● **Task**
Repeat the whole listing exactly as written.
----
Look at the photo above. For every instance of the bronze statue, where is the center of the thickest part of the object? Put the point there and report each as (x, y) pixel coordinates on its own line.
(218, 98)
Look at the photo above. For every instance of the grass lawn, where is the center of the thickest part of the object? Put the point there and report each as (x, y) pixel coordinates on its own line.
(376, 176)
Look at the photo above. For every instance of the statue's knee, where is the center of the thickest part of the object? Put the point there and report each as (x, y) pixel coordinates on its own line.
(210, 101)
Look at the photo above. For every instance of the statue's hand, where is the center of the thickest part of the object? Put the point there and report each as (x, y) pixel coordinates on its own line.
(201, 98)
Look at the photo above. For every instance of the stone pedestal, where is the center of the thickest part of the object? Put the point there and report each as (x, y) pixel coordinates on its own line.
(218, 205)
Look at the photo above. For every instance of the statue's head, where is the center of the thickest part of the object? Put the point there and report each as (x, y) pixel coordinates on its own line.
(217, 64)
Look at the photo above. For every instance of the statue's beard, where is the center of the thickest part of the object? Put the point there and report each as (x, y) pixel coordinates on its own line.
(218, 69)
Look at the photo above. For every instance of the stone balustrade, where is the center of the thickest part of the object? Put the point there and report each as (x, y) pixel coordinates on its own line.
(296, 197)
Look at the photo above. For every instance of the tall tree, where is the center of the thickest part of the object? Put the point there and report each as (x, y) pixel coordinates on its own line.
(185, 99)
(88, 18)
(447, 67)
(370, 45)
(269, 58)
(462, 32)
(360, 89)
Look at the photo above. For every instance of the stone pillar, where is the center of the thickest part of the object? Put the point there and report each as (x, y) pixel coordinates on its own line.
----
● **Output**
Look at the photo above. For every instance of the bronze statue, where is the center of the thickest part of the object? Put the point there and report each as (x, y) pixel coordinates on its own line.
(218, 98)
Look at the photo above. For every instance of the grass lawn, where is the center of the thickest part of the object? Put the point there and report each as (x, y) pixel coordinates on its own line.
(376, 176)
Look at the photo above. For every instance of the statue's knee, where is the center of the thickest part of the object? Put the point there and report each as (x, y) pixel coordinates on its own line.
(210, 101)
Look at the photo above. For every instance of the statue's hand, where is the center of the thickest part of the object? Put the point there and report each as (x, y) pixel coordinates on its own line.
(201, 98)
Look at the photo above. For every instance of the stone pedestal, where is the center of the thickest part of the object? Put the point there and report each as (x, y) pixel coordinates on its own line.
(218, 205)
Look at the photo above. For every instance of the statue's head, where is the center of the thickest part of the object? Put the point there and report each as (x, y) pixel coordinates on its own line.
(217, 64)
Look at the photo above. For every instance of the statue's beard, where is the center of the thickest part of the object? Put the point there and report each as (x, y) pixel coordinates on its own line.
(218, 69)
Look at the photo above. For every instance of the stone balustrade, where is the center of the thickest part of the object? Put the point there and report each as (x, y) pixel coordinates on its own line.
(296, 197)
Look at the photo above. For every instance of the tall tree, where is the center of the thickest part of the object? Put the point there and report each as (x, y) pixel coordinates on its own line.
(185, 99)
(88, 18)
(447, 67)
(370, 45)
(269, 58)
(462, 32)
(360, 89)
Look at the photo above. For every instance of the stone pillar, where is the center of the thickest part of the object? Put the point there and report each as (x, y) pixel coordinates on its own line.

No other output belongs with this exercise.